Objectif du travail: Reprenez l'article sur le petit-déjeuner dans les classes populaires juste après sa dernière phrase, en gardant le même ton.

Ouvrières, employées

Un lever au pas de course reposant sur les mères

Par
Publié le 08/03/2018
petit dejeuner

petit dejeuner
Crédit photo : PHANIE

Si, pour la majorité des ménages, le petit-déjeuner est un moment alimentaire en tension (horaires scolaires, professionnels, temps de trajet), elle l'est tout particulièrement pour les mères des classes populaires.

Des sociologues de l'Inra et de l’université Lyon 2 se sont intéressées au petit-déjeuner et, plus précisément, à la façon dont les classes populaires (1) prennent (ou pas) ce premier repas de la journée. Le fait que les enfants doivent déjeuner le matin s'impose comme une évidence aux parents enquêtés : « Pour les parents des classes populaires, le fait qu'un enfant doit prendre un petit-déjeuner correspond à une norme extrêmement légitime, même lorsque leurs conditions de travail rendent cette prise très compliquée. En revanche, s'ils s'organisent pour que leur enfant déjeune le matin, ils sont nombreux à ne pas le prendre eux-mêmes, reproduisant ainsi le comportement de leurs propres parents », affirme Marie Plessz, chercheuse à l'Inra.

Que les gens mangent ou pas le matin, ils en rendent compte comme d’un impératif physiologique, qu’ils relient à des sensations corporelles telles que la faim ou l’écœurement : « je ne peux pas faire un pas devant l’autre sans déjeuner », indique une coiffeuse tandis qu’une autre enquêtée affirme « ça ne veut pas passer. Je déjeune jamais ». « Pourtant, les statistiques de l'Anses (enquête Inca 2) montrent que le fait de petit-déjeuner (ou pas) est très lié aux caractéristiques sociales des Français. Ainsi, un quart des adultes ne prennent pas de déjeuner le matin, et ce sont plutôt des hommes, jeunes, de classe populaire, mais aussi des mères de familles monoparentales », constate Marie Plessz.

Matériel fourni:
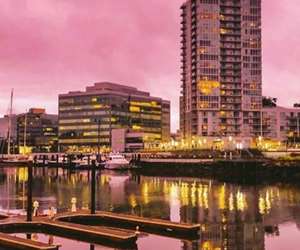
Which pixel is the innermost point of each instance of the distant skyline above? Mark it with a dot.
(54, 46)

Réponse rédigée:
Charge mentale

L'étude montre aussi que les mères de famille réalisent un important travail pour inculquer à leur enfant la norme du petit-déjeuner. « C'est une norme qu'elles voient comme quelque chose de technique (d'important pour la santé), mais aussi, comme une responsabilité morale. Car elles sont conscientes qu'elles peuvent être jugées par les institutions éducatives (crèches, écoles), à travers le rythme alimentaire incorporé par leur enfant, note Marie Plessz. Or pour les femmes des classes populaires qui ne font pas toujours carrière, être un "bon parent" est une source importante de reconnaissance sociale ».

Lorsque les mères ne peuvent pas être à la maison au moment du petit-déjeuner, elles déploient des stratégies pour faire en sorte que leur enfant puisse quand même prendre ce repas en famille. La veille au soir, elles disposent sur la table de la salle à manger les aliments que leur enfant devra prendre le lendemain au petit-déjeuner. Elles veillent, davantage que les pères, à ce que ce repas matinal soit composé de produits équilibrés. « Certaines déposent leur enfant chez leur propre mère afin que celui-ci puisse prendre son petit-déjeuner en famille », assure Marie Plessz.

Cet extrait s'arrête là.